Whenever a line below holds the word "snow", copy that line.

Source data:
========
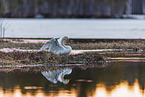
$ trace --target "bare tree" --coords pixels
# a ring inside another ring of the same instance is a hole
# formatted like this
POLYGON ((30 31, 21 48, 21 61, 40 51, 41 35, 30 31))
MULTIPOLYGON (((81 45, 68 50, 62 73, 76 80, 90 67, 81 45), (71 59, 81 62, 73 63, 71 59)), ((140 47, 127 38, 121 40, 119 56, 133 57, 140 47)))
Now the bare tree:
POLYGON ((8 27, 7 23, 4 22, 3 18, 1 18, 0 19, 0 36, 1 36, 1 38, 5 37, 5 31, 6 31, 7 27, 8 27))

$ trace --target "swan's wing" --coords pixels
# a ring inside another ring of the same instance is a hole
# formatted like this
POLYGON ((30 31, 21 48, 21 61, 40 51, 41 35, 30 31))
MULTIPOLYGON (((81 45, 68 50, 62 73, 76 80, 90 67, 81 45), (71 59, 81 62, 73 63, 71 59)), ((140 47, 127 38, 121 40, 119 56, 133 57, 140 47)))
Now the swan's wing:
POLYGON ((40 51, 45 50, 46 48, 49 48, 51 43, 53 43, 54 41, 56 41, 55 38, 48 40, 40 49, 40 51))
POLYGON ((59 43, 58 39, 50 46, 50 51, 54 54, 59 55, 64 50, 64 47, 59 43))
POLYGON ((43 51, 43 50, 45 50, 46 48, 49 48, 50 43, 51 43, 50 41, 47 41, 47 42, 41 47, 40 51, 43 51))
POLYGON ((52 51, 52 50, 57 49, 58 47, 59 47, 59 43, 58 43, 57 38, 55 38, 55 40, 53 40, 51 44, 49 45, 49 50, 52 51))
POLYGON ((50 82, 56 84, 57 83, 57 74, 54 71, 43 71, 42 75, 50 82))
POLYGON ((59 46, 59 54, 69 54, 71 52, 71 50, 72 50, 72 48, 70 46, 66 46, 66 45, 63 44, 63 40, 64 39, 68 39, 68 37, 66 37, 66 36, 64 36, 64 37, 60 37, 58 39, 58 43, 60 45, 59 46))
POLYGON ((58 43, 59 43, 59 44, 61 44, 62 38, 63 38, 63 37, 60 37, 60 38, 58 39, 58 43))
POLYGON ((46 48, 49 48, 49 51, 54 53, 54 54, 62 54, 64 52, 64 47, 61 44, 61 39, 58 38, 53 38, 49 41, 47 41, 42 48, 40 49, 40 51, 45 50, 46 48))

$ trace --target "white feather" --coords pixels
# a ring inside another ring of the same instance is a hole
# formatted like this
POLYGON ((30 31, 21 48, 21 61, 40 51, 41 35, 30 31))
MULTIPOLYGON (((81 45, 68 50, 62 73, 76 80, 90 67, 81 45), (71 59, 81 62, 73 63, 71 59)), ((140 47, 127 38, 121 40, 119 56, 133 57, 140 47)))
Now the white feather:
POLYGON ((72 48, 70 46, 66 46, 63 44, 63 41, 68 39, 67 36, 64 36, 64 37, 61 37, 61 38, 53 38, 49 41, 47 41, 43 46, 42 48, 40 49, 41 51, 42 50, 45 50, 47 48, 49 48, 49 51, 54 53, 54 54, 57 54, 57 55, 60 55, 60 54, 69 54, 72 50, 72 48))

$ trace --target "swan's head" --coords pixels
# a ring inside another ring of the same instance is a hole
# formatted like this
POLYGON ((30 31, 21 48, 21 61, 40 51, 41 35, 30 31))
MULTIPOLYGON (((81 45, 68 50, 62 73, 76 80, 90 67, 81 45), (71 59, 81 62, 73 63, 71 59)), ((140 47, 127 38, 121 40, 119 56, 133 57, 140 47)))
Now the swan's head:
POLYGON ((64 40, 69 40, 69 38, 67 36, 63 36, 63 37, 60 37, 58 39, 58 42, 61 44, 61 45, 64 45, 64 40))
POLYGON ((64 36, 63 39, 64 40, 69 40, 69 38, 67 36, 64 36))

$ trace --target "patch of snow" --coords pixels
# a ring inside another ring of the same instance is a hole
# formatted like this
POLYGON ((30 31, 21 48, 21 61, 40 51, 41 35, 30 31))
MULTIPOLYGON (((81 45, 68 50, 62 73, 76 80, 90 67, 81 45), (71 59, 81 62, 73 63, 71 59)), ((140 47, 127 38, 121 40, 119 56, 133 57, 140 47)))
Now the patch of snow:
========
Your response:
$ trace --target "patch of snow" --coords pixels
Now the patch of snow:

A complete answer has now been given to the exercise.